### WORKING DATA
========================

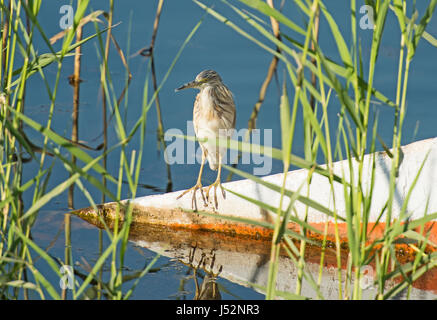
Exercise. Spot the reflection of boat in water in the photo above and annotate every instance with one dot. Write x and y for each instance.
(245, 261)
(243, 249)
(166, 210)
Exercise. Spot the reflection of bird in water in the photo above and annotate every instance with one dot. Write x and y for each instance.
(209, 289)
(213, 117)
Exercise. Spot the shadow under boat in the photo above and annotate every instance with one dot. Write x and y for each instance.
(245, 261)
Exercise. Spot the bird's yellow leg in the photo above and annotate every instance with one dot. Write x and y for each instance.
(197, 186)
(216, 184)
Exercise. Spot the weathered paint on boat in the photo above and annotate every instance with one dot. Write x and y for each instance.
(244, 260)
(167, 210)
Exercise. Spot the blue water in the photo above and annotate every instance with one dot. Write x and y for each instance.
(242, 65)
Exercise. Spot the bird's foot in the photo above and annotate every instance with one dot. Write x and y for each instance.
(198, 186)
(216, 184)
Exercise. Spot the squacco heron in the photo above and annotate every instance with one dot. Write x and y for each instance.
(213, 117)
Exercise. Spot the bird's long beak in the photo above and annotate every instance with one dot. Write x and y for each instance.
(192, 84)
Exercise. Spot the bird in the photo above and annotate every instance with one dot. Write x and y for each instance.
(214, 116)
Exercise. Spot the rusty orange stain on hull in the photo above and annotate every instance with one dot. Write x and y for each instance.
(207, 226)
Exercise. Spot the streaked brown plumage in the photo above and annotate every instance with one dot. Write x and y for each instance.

========================

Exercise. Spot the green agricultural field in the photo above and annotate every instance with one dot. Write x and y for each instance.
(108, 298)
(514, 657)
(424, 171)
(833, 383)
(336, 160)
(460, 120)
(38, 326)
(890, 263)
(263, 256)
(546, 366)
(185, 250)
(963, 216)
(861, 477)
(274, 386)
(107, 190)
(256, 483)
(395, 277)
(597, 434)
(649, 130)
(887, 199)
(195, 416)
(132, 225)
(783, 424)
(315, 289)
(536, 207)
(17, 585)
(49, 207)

========================

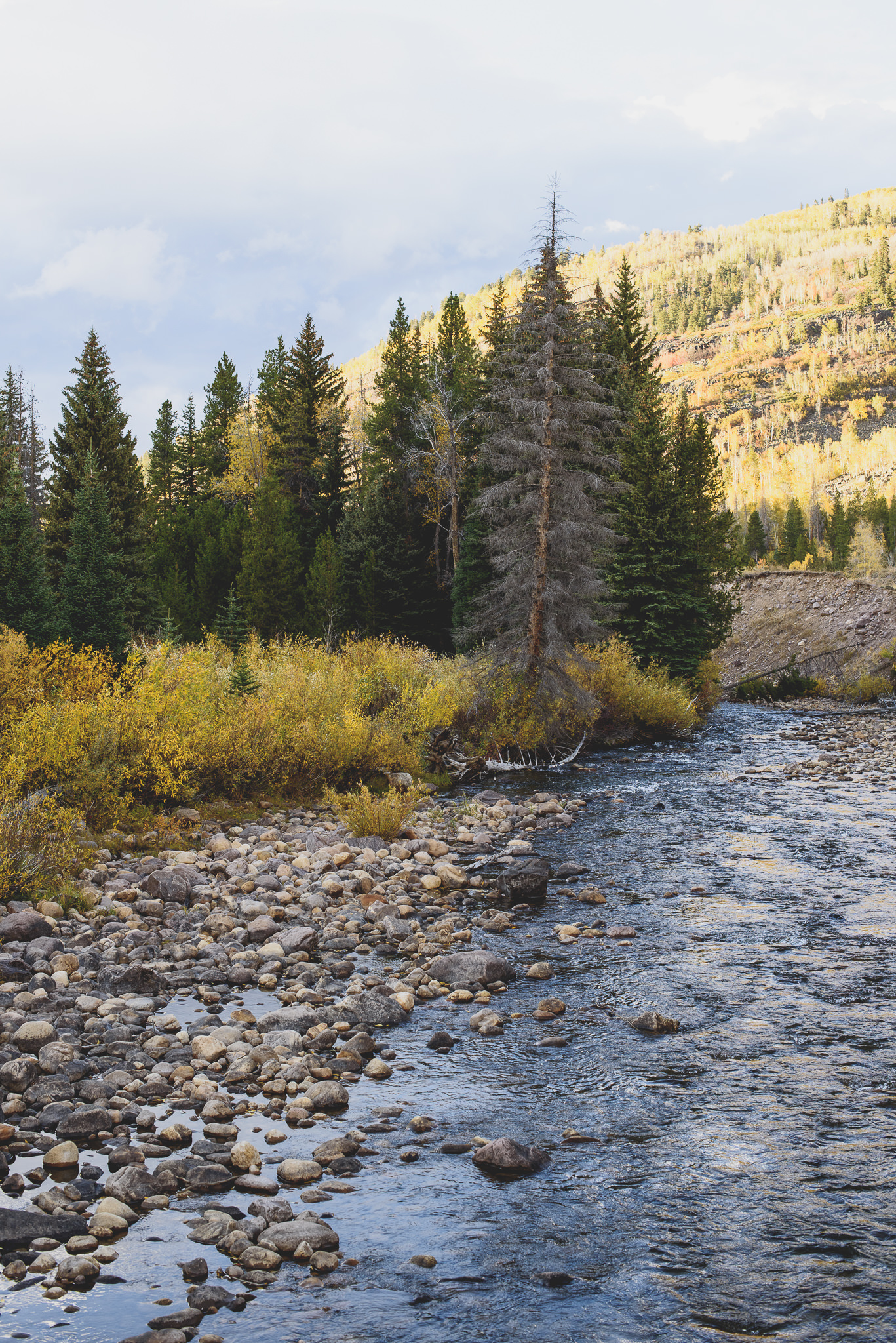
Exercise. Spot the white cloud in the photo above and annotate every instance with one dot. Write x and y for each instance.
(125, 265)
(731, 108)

========================

### WHAT THE TASK ASKS
Count the lines of the listing above that contain the word "boat", and give only that number.

### OUTPUT FOR THIS EXERCISE
3